» **Instructions to follow**: Please write out the passage on legal education word for word, between "This goes way" and "come up with.", inclusive.

» **Text block**:
◇ ◇ ◇ ◇ ◇ ◇ ◇
It's a sweet gig any way you cut it. With only the occasional interruption for the unpleasant work of teaching, a life of scholarly pursuits at an extremely comfortable salary, with the added benefits of being treated with respect if not adoration for being so intellectually superior.
The reason I've made you endure this post up to now (assuming you're still reading as I've begged you to do) is that this book has the potential to cause a paradigm shift within the legal academy, and there is one monumentally huge, gaping hole: Practicing lawyers have no voice in the discussion.
For a bit, I've been talking to a lawprof who shall remain nameless for now (as he has yet to come out with his position or that he deigns to talk to the likes of me, so I leave it to him to admit to our discussions), about the broad array of problems we're facing. We agree on much. We disagree on much as well.
One of the fundamental disagreements is that he's of the view that the problems with legal education are internal, and therefore must be cured by the legal academy. In other words, I shouldn't worry my pretty head about such things. He flatters my interest, but assures me that they need to clean up their own act.
The failures of law school (and I use the plural deliberately) do not exist in a vacuum. They are part of the failures that pervade the profession as a whole, from our inability to fulfill our obligation to society to our inability to produce new lawyers who care more about law than themselves. One of the gravest dilemmas is the overproduction of lawyers carrying enormous debt and the underproduction of professionals capable of helping the public at a cost they can afford.
Add to this the government's never-ending use of law as a tool to control/regulate/manipulate/improve/fix society, and thus further increase the need for the public to either use lawyers or suffer the mishaps that come of ill-conceived self-help in their everyday lives, and we're left with a toxic mix.
This goes way beyond law school. This can't be cured by lawprofs alone, or changes in legal education. Tweak one side of the equation and it impacts on the others, with unintended consequences. And don't think for a moment that lawprofs, who are living a grand life off the current system even if they realize they've gotten too fat and greedy enjoying the fruits of law school tuition, aren't concerned that letting practicing lawyers stick their nose under the tent won't ruin their good thing.
But this is our profession. We are stakeholders in the future of lawyers, and it is not only outrageous, but unacceptable, that this discussion occur without our knowledge or involvement. You need to know this is happening. They need to know you care and have something to say about it. And if you turn your back and leave it to the lawprofs to fix, you deserve whatever they come up with.
Once the "fix" is in, there won't be a mulligan, where lawyers can then add their two cents and go for a second round of how to cure the problems of our profession. Now is the time to get involved in the discussion, whether the lawprofs want us to or not. I realize this isn't fun and, for many, rather boring and disconnected from the daily grind. But this is our future. Don't leave it to someone else to fix.
◇ ◇ ◇ ◇ ◇ ◇ ◇
» **Provided material**:

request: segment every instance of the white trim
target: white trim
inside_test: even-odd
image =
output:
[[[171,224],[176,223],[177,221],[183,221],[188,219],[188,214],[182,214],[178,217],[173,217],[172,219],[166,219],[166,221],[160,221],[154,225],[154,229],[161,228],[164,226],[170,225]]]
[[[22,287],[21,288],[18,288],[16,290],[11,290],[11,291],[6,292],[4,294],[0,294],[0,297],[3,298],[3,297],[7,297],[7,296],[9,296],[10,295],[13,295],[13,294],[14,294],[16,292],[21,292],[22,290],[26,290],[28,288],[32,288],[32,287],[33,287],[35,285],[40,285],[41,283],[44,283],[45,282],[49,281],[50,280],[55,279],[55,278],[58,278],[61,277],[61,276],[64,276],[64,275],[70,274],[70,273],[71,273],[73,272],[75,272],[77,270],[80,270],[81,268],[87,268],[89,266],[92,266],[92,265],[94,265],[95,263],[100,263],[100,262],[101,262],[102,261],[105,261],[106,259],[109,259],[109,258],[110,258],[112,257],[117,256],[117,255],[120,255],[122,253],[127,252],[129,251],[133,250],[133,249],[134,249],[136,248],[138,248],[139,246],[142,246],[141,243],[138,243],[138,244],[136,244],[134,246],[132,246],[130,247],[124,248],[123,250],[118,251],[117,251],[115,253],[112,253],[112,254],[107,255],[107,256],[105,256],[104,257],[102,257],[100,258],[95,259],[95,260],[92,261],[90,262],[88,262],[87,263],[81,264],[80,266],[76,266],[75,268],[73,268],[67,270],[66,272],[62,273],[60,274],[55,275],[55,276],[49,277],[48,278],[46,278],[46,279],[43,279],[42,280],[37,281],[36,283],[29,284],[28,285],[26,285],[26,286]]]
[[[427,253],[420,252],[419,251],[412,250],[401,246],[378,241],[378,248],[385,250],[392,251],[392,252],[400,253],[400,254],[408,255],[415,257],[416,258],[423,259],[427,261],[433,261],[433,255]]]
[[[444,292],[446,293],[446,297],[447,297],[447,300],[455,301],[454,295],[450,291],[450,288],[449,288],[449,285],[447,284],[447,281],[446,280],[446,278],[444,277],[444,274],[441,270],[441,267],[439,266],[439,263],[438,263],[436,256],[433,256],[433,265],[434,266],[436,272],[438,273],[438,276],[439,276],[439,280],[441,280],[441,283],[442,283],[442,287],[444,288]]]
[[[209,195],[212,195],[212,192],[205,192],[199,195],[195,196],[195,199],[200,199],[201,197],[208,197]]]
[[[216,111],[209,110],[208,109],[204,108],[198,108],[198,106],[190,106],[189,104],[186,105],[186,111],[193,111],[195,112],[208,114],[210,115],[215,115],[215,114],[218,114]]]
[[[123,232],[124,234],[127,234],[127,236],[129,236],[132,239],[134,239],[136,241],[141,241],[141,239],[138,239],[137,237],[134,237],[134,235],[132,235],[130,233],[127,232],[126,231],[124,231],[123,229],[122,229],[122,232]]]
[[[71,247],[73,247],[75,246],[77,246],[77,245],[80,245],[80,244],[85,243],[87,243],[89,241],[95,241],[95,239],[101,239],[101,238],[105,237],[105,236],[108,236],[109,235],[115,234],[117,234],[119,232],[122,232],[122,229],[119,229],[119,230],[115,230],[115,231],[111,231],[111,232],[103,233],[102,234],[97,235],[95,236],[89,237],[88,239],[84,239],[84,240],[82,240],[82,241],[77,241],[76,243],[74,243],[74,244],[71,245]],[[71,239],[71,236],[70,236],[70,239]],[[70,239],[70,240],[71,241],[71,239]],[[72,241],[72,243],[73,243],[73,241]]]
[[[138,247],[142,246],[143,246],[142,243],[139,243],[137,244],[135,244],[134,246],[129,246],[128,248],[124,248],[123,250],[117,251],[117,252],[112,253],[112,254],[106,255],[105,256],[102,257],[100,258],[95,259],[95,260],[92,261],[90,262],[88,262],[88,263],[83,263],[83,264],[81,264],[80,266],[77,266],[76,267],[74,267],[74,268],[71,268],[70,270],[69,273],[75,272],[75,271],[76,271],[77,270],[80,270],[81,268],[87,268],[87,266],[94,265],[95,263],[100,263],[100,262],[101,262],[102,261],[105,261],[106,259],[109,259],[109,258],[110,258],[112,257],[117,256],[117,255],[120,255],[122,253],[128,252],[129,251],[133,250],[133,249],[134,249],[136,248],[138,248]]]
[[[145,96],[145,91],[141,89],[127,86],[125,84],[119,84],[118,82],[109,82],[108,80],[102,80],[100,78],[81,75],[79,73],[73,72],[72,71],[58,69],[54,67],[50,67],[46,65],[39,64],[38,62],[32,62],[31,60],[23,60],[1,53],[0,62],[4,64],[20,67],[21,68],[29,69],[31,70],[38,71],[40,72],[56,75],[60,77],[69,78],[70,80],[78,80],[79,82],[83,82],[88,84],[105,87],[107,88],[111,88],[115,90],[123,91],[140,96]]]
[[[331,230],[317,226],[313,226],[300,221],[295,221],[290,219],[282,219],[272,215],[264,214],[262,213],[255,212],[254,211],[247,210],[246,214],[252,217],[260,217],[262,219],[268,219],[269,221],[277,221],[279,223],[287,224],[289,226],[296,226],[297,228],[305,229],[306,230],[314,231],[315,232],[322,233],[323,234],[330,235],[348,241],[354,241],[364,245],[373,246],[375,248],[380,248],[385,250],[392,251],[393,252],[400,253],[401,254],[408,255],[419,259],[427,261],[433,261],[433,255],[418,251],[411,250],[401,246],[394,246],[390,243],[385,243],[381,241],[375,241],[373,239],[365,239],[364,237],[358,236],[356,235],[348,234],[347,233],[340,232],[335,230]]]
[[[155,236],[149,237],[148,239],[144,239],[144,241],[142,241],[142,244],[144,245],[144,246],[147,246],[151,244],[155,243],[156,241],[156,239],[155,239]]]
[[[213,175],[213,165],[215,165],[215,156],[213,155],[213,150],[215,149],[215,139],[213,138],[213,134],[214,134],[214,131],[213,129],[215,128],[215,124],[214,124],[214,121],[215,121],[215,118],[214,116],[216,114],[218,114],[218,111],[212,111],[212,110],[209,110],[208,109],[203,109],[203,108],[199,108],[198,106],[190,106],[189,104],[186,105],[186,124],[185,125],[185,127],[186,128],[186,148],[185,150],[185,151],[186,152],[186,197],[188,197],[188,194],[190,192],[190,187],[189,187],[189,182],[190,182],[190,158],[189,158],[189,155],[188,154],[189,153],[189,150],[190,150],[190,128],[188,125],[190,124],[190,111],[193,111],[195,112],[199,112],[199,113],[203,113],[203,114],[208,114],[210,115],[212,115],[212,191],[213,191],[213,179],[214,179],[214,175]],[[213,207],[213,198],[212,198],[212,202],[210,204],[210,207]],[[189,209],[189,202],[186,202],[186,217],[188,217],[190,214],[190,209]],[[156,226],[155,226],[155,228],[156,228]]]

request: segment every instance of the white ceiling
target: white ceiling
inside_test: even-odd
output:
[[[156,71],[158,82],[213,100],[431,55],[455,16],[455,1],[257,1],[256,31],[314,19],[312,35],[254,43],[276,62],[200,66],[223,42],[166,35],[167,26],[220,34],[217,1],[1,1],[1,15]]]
◇ ◇ ◇ ◇ ◇ ◇ ◇
» **Exercise output**:
This goes way beyond law school. This can't be cured by lawprofs alone, or changes in legal education. Tweak one side of the equation and it impacts on the others, with unintended consequences. And don't think for a moment that lawprofs, who are living a grand life off the current system even if they realize they've gotten too fat and greedy enjoying the fruits of law school tuition, aren't concerned that letting practicing lawyers stick their nose under the tent won't ruin their good thing.
But this is our profession. We are stakeholders in the future of lawyers, and it is not only outrageous, but unacceptable, that this discussion occur without our knowledge or involvement. You need to know this is happening. They need to know you care and have something to say about it. And if you turn your back and leave it to the lawprofs to fix, you deserve whatever they come up with.